My understanding is that email headers can be spoofed and should not be relied on. So this is probably too hard to ask from an email client (i.e. a program that reads and writes emails) that only has access to the email headers. Whereas for the email server (the computer that sends/receives emails for this address) this would be trivial, just keep a list of emails that the server has sent.


I believe this has been a known issue for years now.


Indeed it has. It's been there so long I think it must be considered a feature.


As @romed notes above, it looks like it is intended as a feature. One which I think sacrifices majority-security for minority-utility.


This reminds me of the issue where spam emails with a calendar invite would not only appear on your Google calendar, but if the event was triggered, would give you a notification. I believe they fixed this one.


This is a feature, not a bug, and it's required to get enterprise business.

# # #

:: HOW TO COMPLETE THIS TASK ::
Copy out the email spoofing discussion in full, word for word. Rely only on the email spoofing discussion above.

# # #

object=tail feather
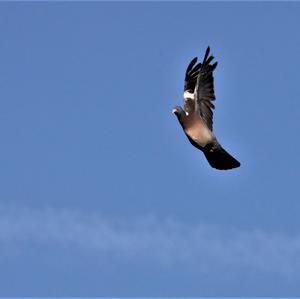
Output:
[203,144,241,170]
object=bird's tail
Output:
[203,144,241,170]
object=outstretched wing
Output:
[184,57,201,93]
[195,47,218,130]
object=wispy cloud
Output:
[0,205,300,277]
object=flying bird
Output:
[172,47,240,170]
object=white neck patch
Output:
[183,91,195,101]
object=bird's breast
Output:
[183,114,213,147]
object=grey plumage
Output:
[173,47,240,170]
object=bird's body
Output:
[172,47,240,170]
[182,112,214,147]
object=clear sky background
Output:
[0,2,300,297]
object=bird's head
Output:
[172,106,186,123]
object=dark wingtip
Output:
[203,46,210,63]
[185,57,198,75]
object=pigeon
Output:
[172,47,241,170]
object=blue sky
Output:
[0,2,300,297]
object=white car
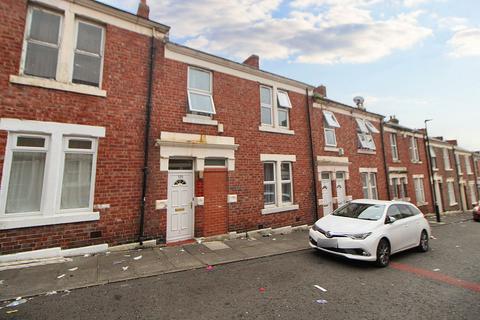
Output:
[309,199,430,267]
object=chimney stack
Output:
[243,54,260,69]
[137,0,150,20]
[313,84,327,98]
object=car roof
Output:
[351,199,412,206]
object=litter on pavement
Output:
[314,284,327,292]
[6,297,27,308]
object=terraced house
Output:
[0,0,478,261]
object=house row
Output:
[0,0,480,254]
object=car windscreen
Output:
[332,203,385,220]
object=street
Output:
[0,220,480,320]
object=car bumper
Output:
[309,229,377,261]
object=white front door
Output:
[167,171,193,242]
[322,172,333,216]
[335,172,347,207]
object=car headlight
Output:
[348,232,372,240]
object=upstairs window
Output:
[23,7,62,79]
[277,90,292,128]
[430,147,438,169]
[260,86,273,126]
[410,137,420,162]
[72,21,104,87]
[188,67,215,115]
[443,149,452,170]
[390,133,398,161]
[323,110,340,147]
[355,118,378,151]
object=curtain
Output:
[5,152,45,213]
[60,153,93,209]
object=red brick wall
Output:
[312,101,388,215]
[203,169,228,237]
[0,0,154,254]
[383,130,436,213]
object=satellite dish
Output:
[353,96,365,109]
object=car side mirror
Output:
[385,216,397,224]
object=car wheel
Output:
[376,239,390,268]
[418,230,429,252]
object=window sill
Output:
[258,126,295,135]
[183,114,218,126]
[357,149,377,154]
[262,204,299,214]
[10,75,107,97]
[0,212,100,230]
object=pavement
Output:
[0,213,472,301]
[0,211,480,320]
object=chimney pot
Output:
[137,0,150,20]
[243,54,260,69]
[313,84,327,98]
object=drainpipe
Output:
[380,121,390,200]
[305,88,318,222]
[138,30,157,245]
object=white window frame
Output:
[260,85,275,127]
[323,128,337,147]
[0,118,105,230]
[20,4,64,80]
[56,136,98,213]
[443,149,452,170]
[70,18,105,88]
[413,177,425,204]
[447,181,457,206]
[390,133,399,161]
[410,136,420,162]
[187,66,216,116]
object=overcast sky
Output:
[102,0,480,150]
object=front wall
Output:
[142,59,314,238]
[0,0,149,254]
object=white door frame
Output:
[166,167,195,242]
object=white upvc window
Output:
[263,161,293,208]
[464,156,473,174]
[355,118,378,151]
[410,136,420,162]
[390,133,398,161]
[260,85,293,134]
[447,181,457,206]
[20,6,63,79]
[430,147,438,169]
[413,178,425,204]
[455,153,462,174]
[360,172,378,199]
[260,86,273,126]
[72,19,105,87]
[187,67,215,115]
[0,118,105,229]
[443,149,452,170]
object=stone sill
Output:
[10,75,107,97]
[262,204,299,214]
[0,212,100,230]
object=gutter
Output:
[380,121,392,200]
[138,30,157,245]
[305,88,318,223]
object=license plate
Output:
[317,239,338,248]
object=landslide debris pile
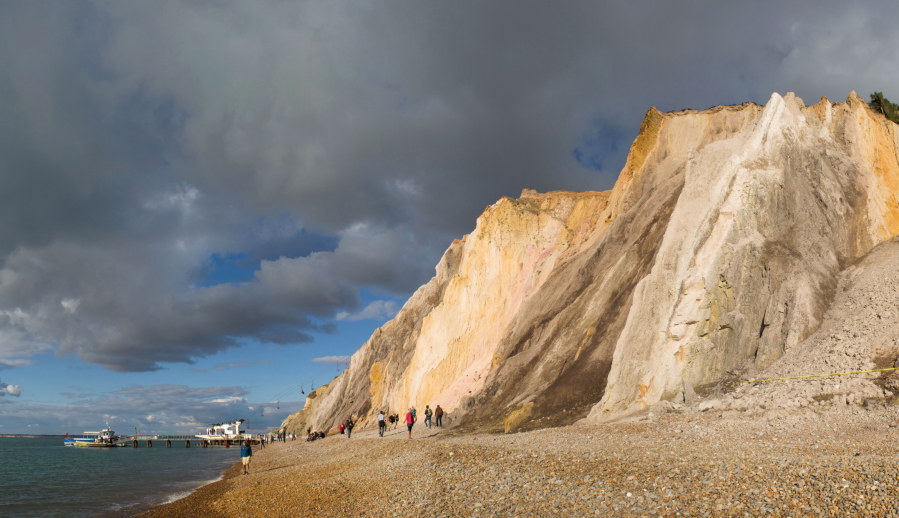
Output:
[699,239,899,411]
[284,92,899,432]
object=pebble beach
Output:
[142,402,899,518]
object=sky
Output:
[0,0,899,434]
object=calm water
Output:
[0,438,240,517]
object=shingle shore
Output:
[137,406,899,518]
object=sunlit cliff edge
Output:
[282,92,899,432]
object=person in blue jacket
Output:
[240,440,253,475]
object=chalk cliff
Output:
[285,92,899,431]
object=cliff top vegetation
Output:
[868,92,899,124]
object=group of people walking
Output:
[378,405,444,439]
[240,405,445,475]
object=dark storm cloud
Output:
[0,385,303,435]
[0,0,899,371]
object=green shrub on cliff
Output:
[868,92,899,124]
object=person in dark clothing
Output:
[240,441,253,475]
[378,412,387,437]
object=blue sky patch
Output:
[571,120,624,171]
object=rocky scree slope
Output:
[284,92,899,432]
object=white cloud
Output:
[312,356,350,363]
[60,299,81,313]
[0,381,22,397]
[0,358,34,370]
[336,300,399,322]
[144,185,200,214]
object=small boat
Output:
[64,425,119,448]
[194,419,245,441]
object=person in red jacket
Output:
[406,408,415,439]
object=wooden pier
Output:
[119,435,260,448]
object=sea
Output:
[0,437,240,518]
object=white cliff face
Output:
[290,93,899,431]
[592,94,899,419]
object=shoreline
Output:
[137,458,244,518]
[140,406,899,518]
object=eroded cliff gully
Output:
[283,92,899,432]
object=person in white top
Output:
[378,411,387,437]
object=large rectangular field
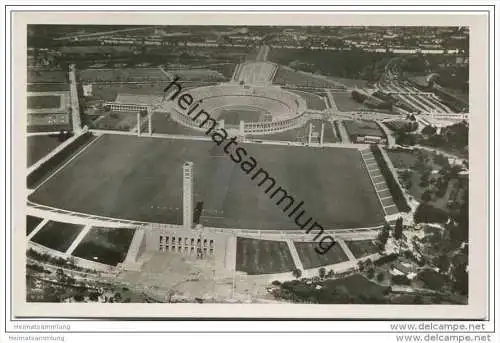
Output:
[31,221,83,252]
[30,135,384,230]
[27,95,61,109]
[293,242,349,269]
[73,227,135,266]
[236,237,295,275]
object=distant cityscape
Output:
[26,25,471,305]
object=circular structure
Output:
[172,83,307,135]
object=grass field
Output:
[217,108,264,125]
[29,135,384,230]
[322,274,386,298]
[344,120,385,137]
[26,83,69,92]
[236,237,295,275]
[273,66,341,88]
[31,221,83,252]
[307,119,338,143]
[293,242,349,269]
[28,95,61,109]
[332,92,371,112]
[93,112,139,131]
[289,89,326,111]
[73,227,135,266]
[27,135,61,167]
[345,240,379,258]
[152,112,205,136]
[27,69,68,83]
[26,216,43,236]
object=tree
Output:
[366,268,375,279]
[318,267,326,279]
[377,223,391,250]
[292,268,302,279]
[377,272,385,282]
[433,254,450,272]
[420,190,432,202]
[394,217,403,241]
[73,293,83,302]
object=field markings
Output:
[30,136,102,194]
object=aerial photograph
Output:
[23,24,469,308]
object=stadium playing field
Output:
[218,107,264,125]
[30,135,384,230]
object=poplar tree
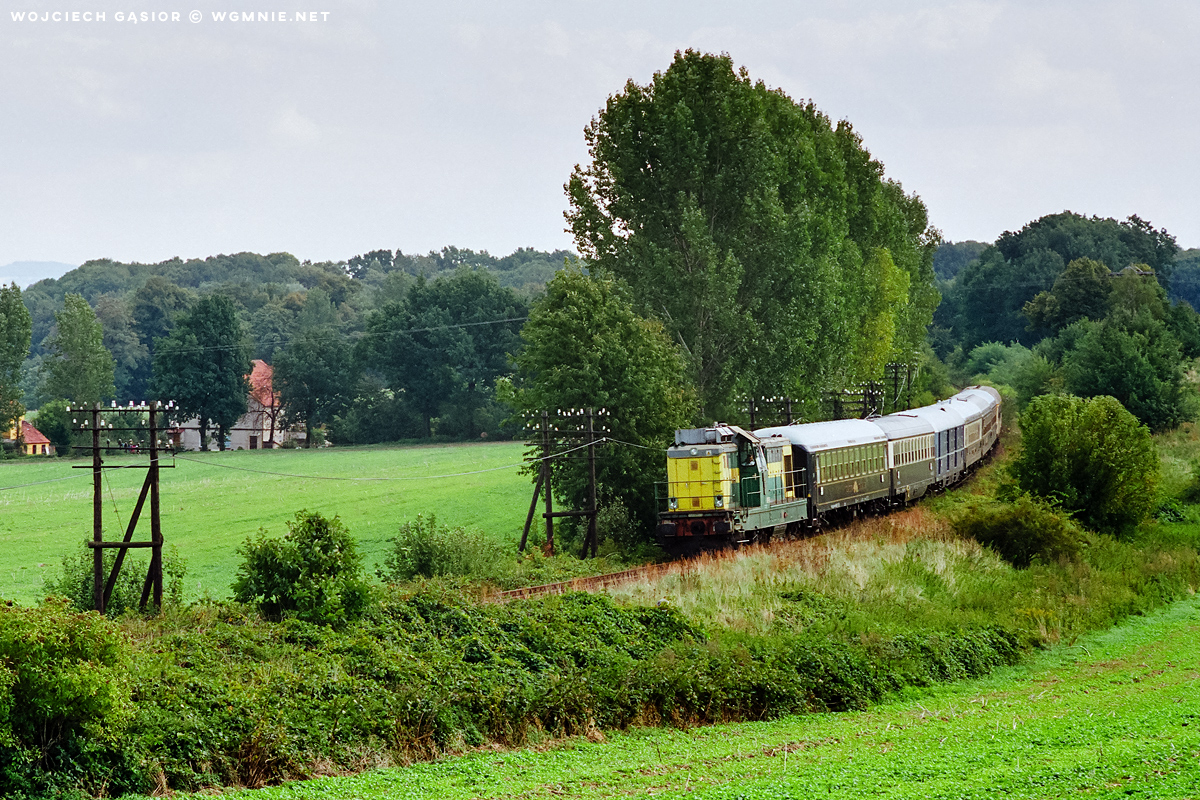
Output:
[566,50,938,419]
[0,283,32,433]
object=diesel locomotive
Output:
[658,386,1001,553]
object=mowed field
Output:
[0,441,533,603]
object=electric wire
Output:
[168,439,606,483]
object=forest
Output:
[7,50,1200,800]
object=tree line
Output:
[0,247,571,446]
[7,50,1200,551]
[929,211,1200,431]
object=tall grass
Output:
[612,507,1200,645]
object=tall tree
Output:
[1022,258,1112,335]
[96,294,150,399]
[1009,395,1158,534]
[362,266,527,435]
[152,295,251,450]
[275,289,359,447]
[566,50,937,416]
[44,294,115,404]
[510,266,695,530]
[954,211,1178,350]
[0,283,32,432]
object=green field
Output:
[166,597,1200,800]
[0,441,532,603]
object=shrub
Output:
[378,515,506,583]
[0,601,146,798]
[1009,395,1158,535]
[953,495,1084,567]
[233,511,370,626]
[46,545,187,616]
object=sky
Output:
[0,0,1200,273]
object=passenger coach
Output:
[658,386,1001,553]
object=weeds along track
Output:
[485,506,947,603]
[485,559,696,603]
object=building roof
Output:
[250,359,280,408]
[20,420,50,445]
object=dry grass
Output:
[611,507,1012,633]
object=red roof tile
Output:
[20,420,50,445]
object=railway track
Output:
[487,559,692,603]
[485,443,1003,603]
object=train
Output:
[658,386,1001,554]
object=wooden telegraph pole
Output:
[520,408,608,558]
[74,402,174,614]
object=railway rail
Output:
[484,438,1002,603]
[486,559,692,603]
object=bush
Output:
[46,545,187,616]
[377,515,508,583]
[953,495,1084,567]
[1009,395,1158,535]
[233,511,370,626]
[0,601,141,798]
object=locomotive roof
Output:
[871,411,934,439]
[755,420,887,452]
[676,422,758,447]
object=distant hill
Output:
[0,261,79,289]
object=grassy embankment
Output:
[11,424,1200,790]
[157,599,1200,800]
[0,443,532,603]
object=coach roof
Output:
[755,420,887,452]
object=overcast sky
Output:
[0,0,1200,273]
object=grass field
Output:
[164,597,1200,800]
[0,441,533,603]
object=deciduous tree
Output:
[511,266,695,529]
[152,295,251,450]
[0,283,32,432]
[566,50,937,415]
[1010,395,1158,534]
[274,326,358,447]
[44,294,115,404]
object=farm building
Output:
[168,359,305,450]
[4,417,54,456]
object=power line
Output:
[146,317,529,354]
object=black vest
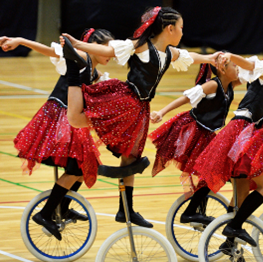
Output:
[126,40,172,101]
[233,79,263,122]
[48,54,99,108]
[190,77,234,131]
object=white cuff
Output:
[183,85,206,107]
[96,72,110,83]
[109,39,135,65]
[171,49,194,71]
[50,42,67,75]
[238,56,263,83]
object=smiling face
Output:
[167,17,183,46]
[224,61,239,81]
[93,42,111,65]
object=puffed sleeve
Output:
[96,72,110,83]
[50,42,67,75]
[238,56,263,83]
[109,39,135,65]
[171,49,194,71]
[183,85,206,107]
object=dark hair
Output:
[80,29,115,45]
[132,7,182,48]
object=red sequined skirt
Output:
[149,111,215,176]
[194,119,253,192]
[243,124,263,178]
[14,100,100,187]
[82,79,150,158]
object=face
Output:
[94,42,111,65]
[170,17,183,46]
[224,58,239,82]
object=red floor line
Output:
[0,190,232,205]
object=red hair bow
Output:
[133,6,162,38]
[83,28,95,43]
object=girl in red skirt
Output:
[149,52,256,224]
[189,53,263,250]
[2,29,113,240]
[61,7,221,227]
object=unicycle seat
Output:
[98,156,150,178]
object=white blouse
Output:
[183,85,216,107]
[109,39,194,71]
[50,42,67,75]
[238,56,263,83]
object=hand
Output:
[218,53,231,70]
[210,51,224,68]
[150,111,163,124]
[0,36,10,46]
[0,37,20,52]
[60,33,79,47]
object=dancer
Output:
[59,7,221,227]
[187,53,263,247]
[149,52,254,224]
[0,29,113,240]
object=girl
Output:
[189,53,263,249]
[60,7,221,227]
[2,29,113,240]
[149,52,256,224]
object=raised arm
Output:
[2,37,59,57]
[221,53,255,71]
[170,47,222,66]
[60,34,115,57]
[150,96,190,123]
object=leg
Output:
[234,178,250,207]
[32,173,86,240]
[180,187,217,225]
[223,175,263,246]
[115,156,153,228]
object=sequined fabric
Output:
[14,100,100,187]
[82,79,150,158]
[244,127,263,178]
[149,111,215,176]
[194,119,253,192]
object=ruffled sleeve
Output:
[96,72,110,83]
[183,85,206,107]
[50,42,67,75]
[238,56,263,83]
[109,39,135,65]
[171,49,194,71]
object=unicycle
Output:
[20,167,97,262]
[165,192,229,261]
[198,179,263,262]
[95,157,177,262]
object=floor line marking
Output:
[0,250,33,262]
[0,80,50,95]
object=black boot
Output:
[222,190,263,247]
[180,187,214,225]
[32,183,68,240]
[115,186,153,228]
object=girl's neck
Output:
[89,55,98,73]
[151,33,169,52]
[218,76,231,93]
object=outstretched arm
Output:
[150,96,190,123]
[221,53,255,71]
[1,37,59,57]
[60,34,115,57]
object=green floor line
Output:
[0,178,43,193]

# # #

:: EXPECTED ANSWER ::
My understanding is that email headers can be spoofed and should not be relied on. So this is probably too hard to ask from an email client (i.e. a program that reads and writes emails) that only has access to the email headers. Whereas for the email server (the computer that sends/receives emails for this address) this would be trivial, just keep a list of emails that the server has sent.


I believe this has been a known issue for years now.


Indeed it has. It's been there so long I think it must be considered a feature.


As @romed notes above, it looks like it is intended as a feature. One which I think sacrifices majority-security for minority-utility.


This reminds me of the issue where spam emails with a calendar invite would not only appear on your Google calendar, but if the event was triggered, would give you a notification. I believe they fixed this one.


This is a feature, not a bug, and it's required to get enterprise business.